Aufgabenliste:
[1] In welcher Währung wollten laut dem Textauszug zu Yuan und Rupie mehrere Länder gegenseitige Handelsgeschäfte abschließen, als sie mit der indischen Zentralbank Gespräche führten?
[2] Übernimm aus dem Textauszug zu Yuan und Rupie wortgetreu den Abschnitt von „Aus einem kürzlich“ bis einschließlich „Rupien zu erörtern.“.
[3] Schreib den Textauszug zu Yuan und Rupie im Anschluss an seinen letzten Satz weiter.

Textauszug:
Das Blatt berichtete, dass “der US-Dollar zwar immer noch die brasilianischen Devisenreserven dominiert, aber die Rolle des Yuan als aufstrebende internationale Reservewährung in letzter Zeit hervorgehoben wurde”.

Aus einem kürzlich veröffentlichten Bericht der brasilianischen Zentralbank geht hervor, dass der Anteil des Yuan an den brasilianischen Devisenreserven Ende 2022 5,37 % betragen wird und damit den Anteil des Euro (4,74 %) übertrifft, was bedeutet, dass der Yuan die zweitgrößte Reservewährung des südamerikanischen Landes ist.

Indien

Während Indien aufgrund der angespannten Beziehungen zu China dem Handel mit dem Yuan eher zurückhaltend gegenübersteht, ist allein schon der Gedanke an eine Diversifizierung der Außenhandelswährungen für Neu-Delhi von großem Interesse.

Medienberichten zufolge hat letzte Woche eine ganze Reihe von Ländern Gespräche mit der indischen Zentralbank geführt, um den Abschluss gegenseitiger Handelsgeschäfte in indischen Rupien zu erörtern.

Datenauszug:
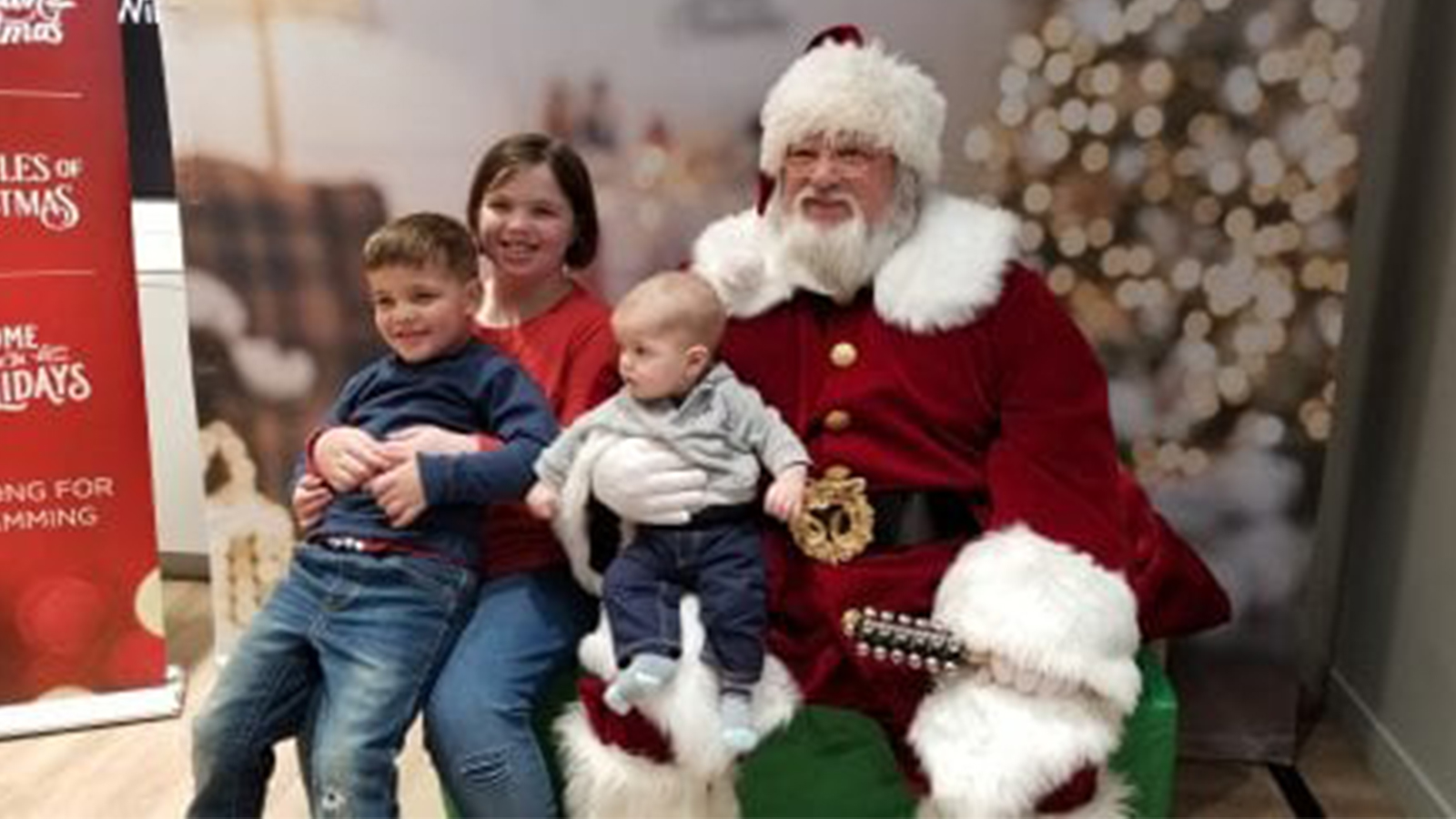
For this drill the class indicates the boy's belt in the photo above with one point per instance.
(364, 545)
(376, 547)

Ergebnisse je Aufgabe:
[1] In indischen Rupien.

[2]
Aus einem kürzlich veröffentlichten Bericht der brasilianischen Zentralbank geht hervor, dass der Anteil des Yuan an den brasilianischen Devisenreserven Ende 2022 5,37 % betragen wird und damit den Anteil des Euro (4,74 %) übertrifft, was bedeutet, dass der Yuan die zweitgrößte Reservewährung des südamerikanischen Landes ist.

Indien

Während Indien aufgrund der angespannten Beziehungen zu China dem Handel mit dem Yuan eher zurückhaltend gegenübersteht, ist allein schon der Gedanke an eine Diversifizierung der Außenhandelswährungen für Neu-Delhi von großem Interesse.

Medienberichten zufolge hat letzte Woche eine ganze Reihe von Ländern Gespräche mit der indischen Zentralbank geführt, um den Abschluss gegenseitiger Handelsgeschäfte in indischen Rupien zu erörtern.

[3]
Zu den Ländern gehören Berichten zufolge Indiens unmittelbare Nachbarn wie die Malediven und Myanmar sowie Russland und sogar das Vereinigte Königreich, Deutschland und Neuseeland.
Den Berichten zufolge planen Unternehmen und Banken der genannten Länder nun, so genannte Vostro-Konten bei indischen Banken einzurichten, die ihnen helfen sollen, Geschäfte für die Lieferung indischer Waren ins Ausland abzuschließen und umgekehrt.

Im Moment sieht das System noch recht umständlich aus, da die Eröffnung eines jeden solchen Kontos von den indischen Aufsichtsbehörden genehmigt werden muss und die angesammelten Kontoguthaben nur in indische Staatsanleihen investiert werden können. Experten sind der Meinung, dass das System zwar nicht mit den Grundsätzen des Freihandels vereinbar ist, aber dennoch einen großen Schritt nach vorn darstellt. Es wird vermutet, dass das System bereits bei Transaktionen im Zusammenhang mit dem russisch-indischen Handel und dem Handel zwischen Indien und dem Iran getestet worden ist.

Die BRICS wollen gemeinsam den Dollar abschaffen

Was die BRICS insgesamt betrifft, so erklärte der russische Außenminister Sergej Lawrow im Februar, dass die Mitgliedsstaaten der Gruppe aufgrund der Unzuverlässigkeit des Dollars bereits aktiv daran arbeiten, die Zahlungen in nationalen Währungen im gegenseitigen Handel und bei Finanzgeschäften zu erhöhen.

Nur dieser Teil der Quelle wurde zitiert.